===== Material provided
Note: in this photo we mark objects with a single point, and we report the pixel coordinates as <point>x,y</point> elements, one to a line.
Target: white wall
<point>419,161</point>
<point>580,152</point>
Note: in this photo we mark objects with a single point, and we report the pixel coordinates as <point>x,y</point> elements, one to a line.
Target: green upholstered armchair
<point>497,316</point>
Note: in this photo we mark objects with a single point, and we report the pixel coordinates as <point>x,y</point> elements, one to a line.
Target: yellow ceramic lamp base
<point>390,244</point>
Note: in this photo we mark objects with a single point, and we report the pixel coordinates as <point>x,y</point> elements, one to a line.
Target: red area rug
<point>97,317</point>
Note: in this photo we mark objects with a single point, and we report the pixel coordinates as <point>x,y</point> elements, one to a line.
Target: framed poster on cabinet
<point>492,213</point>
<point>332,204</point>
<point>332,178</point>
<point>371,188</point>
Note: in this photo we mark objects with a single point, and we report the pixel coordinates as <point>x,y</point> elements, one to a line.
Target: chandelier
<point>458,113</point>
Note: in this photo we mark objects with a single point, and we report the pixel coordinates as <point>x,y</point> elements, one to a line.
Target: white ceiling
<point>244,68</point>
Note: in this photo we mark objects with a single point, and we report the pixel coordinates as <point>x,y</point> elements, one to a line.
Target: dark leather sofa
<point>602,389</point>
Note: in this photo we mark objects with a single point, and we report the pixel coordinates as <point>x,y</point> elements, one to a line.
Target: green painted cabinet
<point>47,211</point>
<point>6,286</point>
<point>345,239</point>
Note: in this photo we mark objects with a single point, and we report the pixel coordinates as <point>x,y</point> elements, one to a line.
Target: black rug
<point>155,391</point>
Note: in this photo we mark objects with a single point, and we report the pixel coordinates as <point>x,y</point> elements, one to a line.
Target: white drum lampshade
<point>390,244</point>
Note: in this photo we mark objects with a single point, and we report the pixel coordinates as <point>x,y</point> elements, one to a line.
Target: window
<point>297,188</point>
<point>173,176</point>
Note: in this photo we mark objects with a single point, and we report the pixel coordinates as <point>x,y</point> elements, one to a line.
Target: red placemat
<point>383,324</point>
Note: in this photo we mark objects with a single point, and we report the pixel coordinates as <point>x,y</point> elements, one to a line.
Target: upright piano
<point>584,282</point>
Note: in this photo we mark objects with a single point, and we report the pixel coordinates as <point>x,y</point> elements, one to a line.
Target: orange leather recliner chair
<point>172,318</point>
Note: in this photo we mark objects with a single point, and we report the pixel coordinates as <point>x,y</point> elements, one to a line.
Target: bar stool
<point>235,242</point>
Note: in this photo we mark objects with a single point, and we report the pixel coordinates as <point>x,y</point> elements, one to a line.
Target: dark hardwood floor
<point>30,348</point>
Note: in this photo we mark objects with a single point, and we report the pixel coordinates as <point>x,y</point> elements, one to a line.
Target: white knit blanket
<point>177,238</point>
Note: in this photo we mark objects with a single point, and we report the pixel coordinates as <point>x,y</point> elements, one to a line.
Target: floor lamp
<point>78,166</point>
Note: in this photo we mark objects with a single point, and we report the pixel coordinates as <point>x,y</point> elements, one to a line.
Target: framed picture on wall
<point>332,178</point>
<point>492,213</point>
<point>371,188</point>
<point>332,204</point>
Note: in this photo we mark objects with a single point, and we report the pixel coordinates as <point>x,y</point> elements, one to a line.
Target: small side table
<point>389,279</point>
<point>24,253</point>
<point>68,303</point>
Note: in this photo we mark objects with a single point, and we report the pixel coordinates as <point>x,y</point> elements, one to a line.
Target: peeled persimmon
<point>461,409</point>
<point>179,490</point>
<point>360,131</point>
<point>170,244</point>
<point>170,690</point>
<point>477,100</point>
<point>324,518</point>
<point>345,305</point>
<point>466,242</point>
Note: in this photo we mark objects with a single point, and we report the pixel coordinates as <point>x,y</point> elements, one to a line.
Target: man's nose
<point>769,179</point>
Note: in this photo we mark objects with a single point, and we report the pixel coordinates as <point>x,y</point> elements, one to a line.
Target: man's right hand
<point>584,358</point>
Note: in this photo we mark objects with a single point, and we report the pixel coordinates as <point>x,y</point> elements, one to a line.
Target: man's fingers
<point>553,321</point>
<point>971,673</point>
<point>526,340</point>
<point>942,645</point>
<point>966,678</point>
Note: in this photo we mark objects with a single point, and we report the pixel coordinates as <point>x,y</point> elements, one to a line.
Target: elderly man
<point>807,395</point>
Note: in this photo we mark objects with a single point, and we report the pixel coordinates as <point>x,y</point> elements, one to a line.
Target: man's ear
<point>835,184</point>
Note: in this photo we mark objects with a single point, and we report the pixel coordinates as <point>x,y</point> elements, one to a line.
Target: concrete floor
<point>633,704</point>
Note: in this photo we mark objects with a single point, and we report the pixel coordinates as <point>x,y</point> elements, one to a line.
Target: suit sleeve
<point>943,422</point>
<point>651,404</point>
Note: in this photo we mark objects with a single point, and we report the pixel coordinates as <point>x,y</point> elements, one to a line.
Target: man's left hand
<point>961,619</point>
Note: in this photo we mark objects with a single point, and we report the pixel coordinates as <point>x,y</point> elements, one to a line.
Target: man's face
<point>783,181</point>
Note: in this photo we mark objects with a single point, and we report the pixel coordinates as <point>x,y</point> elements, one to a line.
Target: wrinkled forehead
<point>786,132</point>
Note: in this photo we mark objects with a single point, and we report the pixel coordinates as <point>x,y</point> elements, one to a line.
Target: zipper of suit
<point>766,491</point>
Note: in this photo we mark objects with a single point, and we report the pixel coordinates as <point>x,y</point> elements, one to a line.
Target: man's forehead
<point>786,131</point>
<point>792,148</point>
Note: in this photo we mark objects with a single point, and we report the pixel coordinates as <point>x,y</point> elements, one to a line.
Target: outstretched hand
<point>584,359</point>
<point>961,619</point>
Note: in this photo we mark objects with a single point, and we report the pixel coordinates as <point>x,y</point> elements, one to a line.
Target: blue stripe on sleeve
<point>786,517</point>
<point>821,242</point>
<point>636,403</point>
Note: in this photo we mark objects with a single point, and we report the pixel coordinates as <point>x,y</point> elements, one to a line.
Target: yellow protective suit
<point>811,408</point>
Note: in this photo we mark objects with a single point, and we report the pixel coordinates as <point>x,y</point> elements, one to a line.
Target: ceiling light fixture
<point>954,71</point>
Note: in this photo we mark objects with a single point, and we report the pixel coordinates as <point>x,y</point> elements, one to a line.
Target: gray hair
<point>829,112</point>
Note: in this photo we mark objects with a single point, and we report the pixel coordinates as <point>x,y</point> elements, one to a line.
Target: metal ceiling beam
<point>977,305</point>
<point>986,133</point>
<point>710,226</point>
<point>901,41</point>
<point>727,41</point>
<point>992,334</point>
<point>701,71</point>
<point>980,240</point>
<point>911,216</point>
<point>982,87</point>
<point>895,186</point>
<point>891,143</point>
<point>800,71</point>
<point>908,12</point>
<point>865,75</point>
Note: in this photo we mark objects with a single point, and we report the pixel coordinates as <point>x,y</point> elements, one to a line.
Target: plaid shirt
==========
Task prompt: Would you print all of the material above exactly as written?

Written answer:
Note: in this photo we mark objects with a single point, and we report the pixel coordinates as <point>x,y</point> elements, one to a line.
Target: white wall
<point>419,161</point>
<point>580,152</point>
Note: in this photo we mark objects with a single point, and we report the pixel coordinates as <point>x,y</point> elements, one to a line.
Target: green upholstered armchair
<point>497,316</point>
Note: in this photo we mark objects with a single point, and we report the pixel coordinates as <point>x,y</point> elements, one to a line.
Target: yellow ceramic lamp base
<point>390,244</point>
Note: in this photo we mark objects with a single point, and we report the pixel coordinates as <point>x,y</point> elements, one to a line.
Target: red area rug
<point>97,317</point>
Note: in this photo we mark objects with a single point, and we report the pixel coordinates as <point>x,y</point> elements, one to a line.
Target: framed poster on cabinet
<point>492,213</point>
<point>332,204</point>
<point>332,178</point>
<point>371,188</point>
Note: in this photo we mark objects with a single point, and we report the pixel coordinates as <point>x,y</point> elements, one to a line.
Target: chandelier
<point>458,113</point>
Note: in this photo we mark objects with a single point, and we report the pixel coordinates as <point>x,y</point> elements, one to a line.
Target: white ceiling
<point>244,68</point>
Note: in this photo we mark objects with a single point, and we report the pixel coordinates as <point>x,y</point> elements, one to a line.
Target: dark leather sofa
<point>602,389</point>
Note: in this photo we mark objects with a single point, and we report the pixel coordinates as <point>x,y</point> elements, one to a line.
Target: green painted cabinet
<point>47,211</point>
<point>6,286</point>
<point>345,239</point>
Note: in this photo we mark objects with a single point, and we report the pixel coordinates as <point>x,y</point> elements, one to a line.
Target: black rug
<point>155,391</point>
Note: in this photo we mark objects with a single point, and we report the pixel coordinates as <point>x,y</point> elements, one to a line.
Target: white drum lampshade
<point>390,244</point>
Note: in this photo we mark objects with a single point, and we report the pixel coordinates as <point>x,y</point> elements, one to a line.
Target: window
<point>297,188</point>
<point>173,176</point>
Note: in this photo we mark objects with a single point, and we report the pixel coordinates as <point>x,y</point> elements, one to a line.
Target: red placemat
<point>383,324</point>
Note: in this photo we mark objects with a single point, and we report the pixel coordinates as <point>x,y</point> elements, one to a line.
Target: upright piano
<point>584,282</point>
Note: in this photo we mark objects with a single point, and we report the pixel coordinates as <point>x,y</point> elements, one to a line.
Target: orange leather recliner chair
<point>172,318</point>
Note: in this photo we mark objects with a single point, and we report the pixel coordinates as <point>x,y</point> elements, one to a line.
Target: bar stool
<point>235,242</point>
Note: in this photo we mark objects with a single point, and we report the pixel coordinates as <point>x,y</point> elements, one to a line.
Target: dark hardwood floor
<point>30,348</point>
Note: in this photo we mark objects with a single point, and we report the pixel coordinates as <point>x,y</point> elements, one to a line.
Target: white knit blanket
<point>177,238</point>
Note: in this photo we mark objects with a single point, and we report the pixel coordinates as <point>x,y</point> elements, one to a line.
Target: floor lamp
<point>78,166</point>
Note: in this photo we mark objects with a single point, and we report the pixel coordinates as <point>x,y</point> elements, one to a line.
Target: framed picture on wall
<point>332,178</point>
<point>492,213</point>
<point>371,188</point>
<point>332,204</point>
Note: in this photo we mark objects with a single point, and we report the pixel coordinates as <point>x,y</point> elements, one to a line.
Target: small side table
<point>389,279</point>
<point>24,253</point>
<point>68,303</point>
Note: in this photo we mark objects with a single point, and we report the pixel coordinates as <point>x,y</point> elements, one to a line.
Target: peeled persimmon
<point>461,409</point>
<point>179,490</point>
<point>360,131</point>
<point>170,244</point>
<point>170,690</point>
<point>477,100</point>
<point>324,518</point>
<point>345,305</point>
<point>466,242</point>
Note: in this photo we mark objects with a single point, and we report the pixel coordinates as <point>x,y</point> elements, one to a line.
Target: man's nose
<point>769,179</point>
Note: in this photo we mark objects with a single point, and we report the pixel coordinates as <point>x,y</point> elements, one to a line.
Target: man's right hand
<point>584,358</point>
Note: in this photo we mark objects with a single point, and we report the pixel coordinates as <point>x,y</point> elements, one to a line.
Target: man's fingers
<point>553,321</point>
<point>971,673</point>
<point>526,340</point>
<point>942,645</point>
<point>966,678</point>
Note: in this photo we mark objects with a single point, and we report the pixel coordinates as <point>x,y</point> elements, one to a line.
Target: elderly man
<point>807,395</point>
Note: in this photo we mark objects with a single point, and we report the pixel coordinates as <point>x,y</point> elements, one to a line.
Target: man's ear
<point>835,184</point>
Note: in this photo we mark objects with a single point, and we report the pixel coordinates as <point>x,y</point> elements, one to a line.
Target: concrete floor
<point>633,704</point>
Note: in this photo we mark objects with a single point, and we report the pixel coordinates as <point>x,y</point> elements, one to a line.
Target: suit sleeve
<point>943,422</point>
<point>651,404</point>
Note: in this photo we mark objects with a single point, and we report the pixel coordinates as <point>x,y</point> elements, one to a line.
Target: man's left hand
<point>961,619</point>
Note: in this photo we mark objects with a single point, and we report the pixel coordinates as <point>x,y</point> elements, one to a line.
Target: man's face
<point>783,181</point>
Note: in this photo we mark objects with a single point, and we report the pixel coordinates as <point>x,y</point> elements, one to a line.
Target: wrinkled forehead
<point>786,132</point>
Note: in this photo we mark objects with a single point, and we report the pixel coordinates as <point>x,y</point> elements, one to a line.
Target: zipper of suit
<point>766,491</point>
Note: in this photo we mark objects with a single point, and we report the pixel coordinates as <point>x,y</point> elements, one to a line.
Target: man's forehead
<point>786,131</point>
<point>792,148</point>
Note: in this photo we mark objects with a single point, and we report the pixel coordinates as <point>x,y</point> elements, one to a line.
Target: outstretched hand
<point>584,359</point>
<point>961,619</point>
Note: in this photo we mark objects with a single point, and we report the pixel coordinates as <point>x,y</point> elements, one to a line.
Target: blue stripe on sleeve
<point>786,517</point>
<point>821,242</point>
<point>636,403</point>
Note: in this photo we mark objects with a single point, and we report the pixel coordinates as <point>x,y</point> elements, one to a line.
Target: yellow protective suit
<point>811,408</point>
Note: in this photo we mark objects with a single point, and we report the pixel coordinates as <point>x,y</point> elements, one to a line.
Target: ceiling light fixture
<point>954,71</point>
Note: in this photo we mark objects with a single point, and we report the pixel coordinates as <point>x,y</point> elements, one to a line.
Target: gray hair
<point>829,112</point>
Note: in this photo we mark objects with a single point, and we report the pixel coordinates as <point>x,y</point> elements, one to a line.
Target: metal ceiling beam
<point>977,305</point>
<point>986,133</point>
<point>710,226</point>
<point>901,41</point>
<point>727,41</point>
<point>992,334</point>
<point>701,71</point>
<point>980,240</point>
<point>911,216</point>
<point>982,87</point>
<point>895,186</point>
<point>891,143</point>
<point>800,71</point>
<point>908,12</point>
<point>865,75</point>
Note: in this photo we mark objects with a single point, and we report the pixel coordinates as <point>x,y</point> elements, one to a line.
Target: plaid shirt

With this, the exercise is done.